▸ Task brief
Copy out the passage from the school staffing article below that opens with the words "Written by Danielle" and closes with "after November 15.", switching every "cafeteria worker" to "food service worker".

▸ Page excerpt
== Segment start ==
Teachers are undervalued and can no longer endure systemic pressures, says high school principal

Written by Danielle Chiriguayo, produced by Bennett Purser

Starting this week, all LAUSD staff must have their first COVID-19 shot to enter school property. The second shot deadline is November 15. 

Four staff members at San Pedro High School (SPHS) are not getting vaccinated, says Principal Steve Gebhart. That includes two teachers who have been granted exemptions by the district, a psychiatric social worker (PSW), and a cafeteria worker. He says the PSW will be reassigned to an online education program, and the cafeteria worker will likely stop working for the district after November 15. 

LAUSD is also short-staffed, from teachers to crossing guards to lunchroom attendants. Last month, the district still had roughly 2,000 vacancies

SPHS is struggling with a substitute teacher shortage, says Gebhart. “People are still going to be sick, or things come up and need to be out. And every time we've had a teacher out, even at our full staffing, we haven't had enough substitutes to cover the openings or the teacher absences as they existed.” 

Gebhart says there’s a low supply of viable candidates. “Many times substitutes are people that … are looking to become teachers. … They're serving while they're on that pathway. But that's been decreasing for years, people interested in joining the profession. And so it's been put under further strain during the pandemic.”
== Segment end ==
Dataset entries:
== Segment start ==
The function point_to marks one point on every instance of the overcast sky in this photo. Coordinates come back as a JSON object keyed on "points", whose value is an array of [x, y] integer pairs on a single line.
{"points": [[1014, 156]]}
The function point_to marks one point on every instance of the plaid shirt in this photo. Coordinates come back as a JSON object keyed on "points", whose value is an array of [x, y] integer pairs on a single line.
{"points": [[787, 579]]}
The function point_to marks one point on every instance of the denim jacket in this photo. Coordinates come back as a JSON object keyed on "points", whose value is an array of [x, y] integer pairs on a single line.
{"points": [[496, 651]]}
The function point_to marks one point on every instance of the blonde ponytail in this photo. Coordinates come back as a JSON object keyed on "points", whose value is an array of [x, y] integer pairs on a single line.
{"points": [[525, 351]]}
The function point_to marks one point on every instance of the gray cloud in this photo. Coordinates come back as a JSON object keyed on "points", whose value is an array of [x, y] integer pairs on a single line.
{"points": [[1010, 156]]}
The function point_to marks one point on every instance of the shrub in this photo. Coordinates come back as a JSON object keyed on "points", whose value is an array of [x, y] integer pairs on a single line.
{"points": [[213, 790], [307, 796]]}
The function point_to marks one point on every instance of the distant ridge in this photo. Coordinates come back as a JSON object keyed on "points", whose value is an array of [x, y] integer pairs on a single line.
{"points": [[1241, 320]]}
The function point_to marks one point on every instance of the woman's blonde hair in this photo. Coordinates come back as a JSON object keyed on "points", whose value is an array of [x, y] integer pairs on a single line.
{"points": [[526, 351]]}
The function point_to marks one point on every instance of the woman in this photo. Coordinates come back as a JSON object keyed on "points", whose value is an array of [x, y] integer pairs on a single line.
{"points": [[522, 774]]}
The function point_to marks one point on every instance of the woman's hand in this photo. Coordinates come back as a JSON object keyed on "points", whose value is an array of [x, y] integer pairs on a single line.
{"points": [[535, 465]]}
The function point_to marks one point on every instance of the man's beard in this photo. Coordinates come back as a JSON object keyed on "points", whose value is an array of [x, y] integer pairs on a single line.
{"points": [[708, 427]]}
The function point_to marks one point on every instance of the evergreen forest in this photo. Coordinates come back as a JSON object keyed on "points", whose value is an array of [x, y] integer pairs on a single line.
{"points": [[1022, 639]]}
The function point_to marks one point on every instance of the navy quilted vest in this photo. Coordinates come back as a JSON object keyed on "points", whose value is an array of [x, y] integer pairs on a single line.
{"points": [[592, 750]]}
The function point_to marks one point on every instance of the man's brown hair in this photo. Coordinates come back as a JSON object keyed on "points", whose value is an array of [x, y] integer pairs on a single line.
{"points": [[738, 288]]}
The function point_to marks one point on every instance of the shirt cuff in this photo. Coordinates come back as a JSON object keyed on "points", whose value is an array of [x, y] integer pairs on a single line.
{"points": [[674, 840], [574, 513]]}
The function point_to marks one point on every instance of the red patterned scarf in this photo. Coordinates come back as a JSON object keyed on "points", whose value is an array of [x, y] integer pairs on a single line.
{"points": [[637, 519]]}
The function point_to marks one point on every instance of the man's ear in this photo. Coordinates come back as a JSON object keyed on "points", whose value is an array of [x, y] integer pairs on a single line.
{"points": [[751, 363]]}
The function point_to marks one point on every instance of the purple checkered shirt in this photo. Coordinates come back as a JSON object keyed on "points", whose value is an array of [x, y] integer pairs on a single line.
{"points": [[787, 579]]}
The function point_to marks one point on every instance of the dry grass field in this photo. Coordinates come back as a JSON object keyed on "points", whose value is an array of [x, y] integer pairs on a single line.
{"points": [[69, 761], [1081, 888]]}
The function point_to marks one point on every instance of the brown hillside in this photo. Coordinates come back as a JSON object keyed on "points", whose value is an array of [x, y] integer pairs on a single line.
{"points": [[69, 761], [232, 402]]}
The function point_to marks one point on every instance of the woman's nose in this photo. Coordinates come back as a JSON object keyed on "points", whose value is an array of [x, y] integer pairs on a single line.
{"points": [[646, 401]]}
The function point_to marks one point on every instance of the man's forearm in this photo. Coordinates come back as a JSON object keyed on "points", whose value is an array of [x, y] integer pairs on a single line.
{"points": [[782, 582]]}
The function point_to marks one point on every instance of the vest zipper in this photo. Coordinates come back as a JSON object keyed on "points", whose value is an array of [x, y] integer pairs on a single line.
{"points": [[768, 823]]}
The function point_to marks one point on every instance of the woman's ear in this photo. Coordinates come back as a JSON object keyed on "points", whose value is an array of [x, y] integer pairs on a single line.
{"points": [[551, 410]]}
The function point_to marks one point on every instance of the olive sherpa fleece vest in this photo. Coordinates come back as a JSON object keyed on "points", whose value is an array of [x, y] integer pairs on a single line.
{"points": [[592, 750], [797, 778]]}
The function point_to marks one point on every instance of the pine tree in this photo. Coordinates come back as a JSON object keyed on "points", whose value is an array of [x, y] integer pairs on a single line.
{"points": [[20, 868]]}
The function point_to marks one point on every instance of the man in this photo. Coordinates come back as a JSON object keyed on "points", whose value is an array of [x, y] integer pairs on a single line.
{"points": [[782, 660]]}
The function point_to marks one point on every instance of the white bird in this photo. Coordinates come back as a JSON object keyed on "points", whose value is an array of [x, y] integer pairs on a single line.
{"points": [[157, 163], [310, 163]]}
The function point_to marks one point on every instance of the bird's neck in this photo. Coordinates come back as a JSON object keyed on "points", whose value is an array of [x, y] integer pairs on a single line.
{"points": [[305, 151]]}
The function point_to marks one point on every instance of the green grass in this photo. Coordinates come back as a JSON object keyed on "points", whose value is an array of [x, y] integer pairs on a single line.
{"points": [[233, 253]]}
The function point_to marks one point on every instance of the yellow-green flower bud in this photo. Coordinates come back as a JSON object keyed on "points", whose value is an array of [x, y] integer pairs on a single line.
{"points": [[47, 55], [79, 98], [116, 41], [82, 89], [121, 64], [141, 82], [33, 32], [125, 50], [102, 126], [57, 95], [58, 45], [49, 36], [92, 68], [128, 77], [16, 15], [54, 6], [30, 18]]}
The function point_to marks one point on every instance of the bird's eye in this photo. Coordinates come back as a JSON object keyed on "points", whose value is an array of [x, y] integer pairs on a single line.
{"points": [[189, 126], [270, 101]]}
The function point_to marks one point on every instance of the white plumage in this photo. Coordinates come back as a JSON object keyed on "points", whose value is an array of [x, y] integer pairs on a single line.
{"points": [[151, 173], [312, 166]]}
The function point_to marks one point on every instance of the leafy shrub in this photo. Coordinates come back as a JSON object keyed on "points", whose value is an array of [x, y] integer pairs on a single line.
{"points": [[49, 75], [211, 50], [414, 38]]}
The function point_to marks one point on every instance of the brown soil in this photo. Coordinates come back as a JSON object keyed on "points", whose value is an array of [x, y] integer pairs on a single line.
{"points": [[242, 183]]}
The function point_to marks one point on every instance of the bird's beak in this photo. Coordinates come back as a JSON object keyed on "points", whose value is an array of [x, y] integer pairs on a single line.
== Segment end ==
▸ Exercise result
Written by Danielle Chiriguayo, produced by Bennett Purser

Starting this week, all LAUSD staff must have their first COVID-19 shot to enter school property. The second shot deadline is November 15. 

Four staff members at San Pedro High School (SPHS) are not getting vaccinated, says Principal Steve Gebhart. That includes two teachers who have been granted exemptions by the district, a psychiatric social worker (PSW), and a food service worker. He says the PSW will be reassigned to an online education program, and the food service worker will likely stop working for the district after November 15.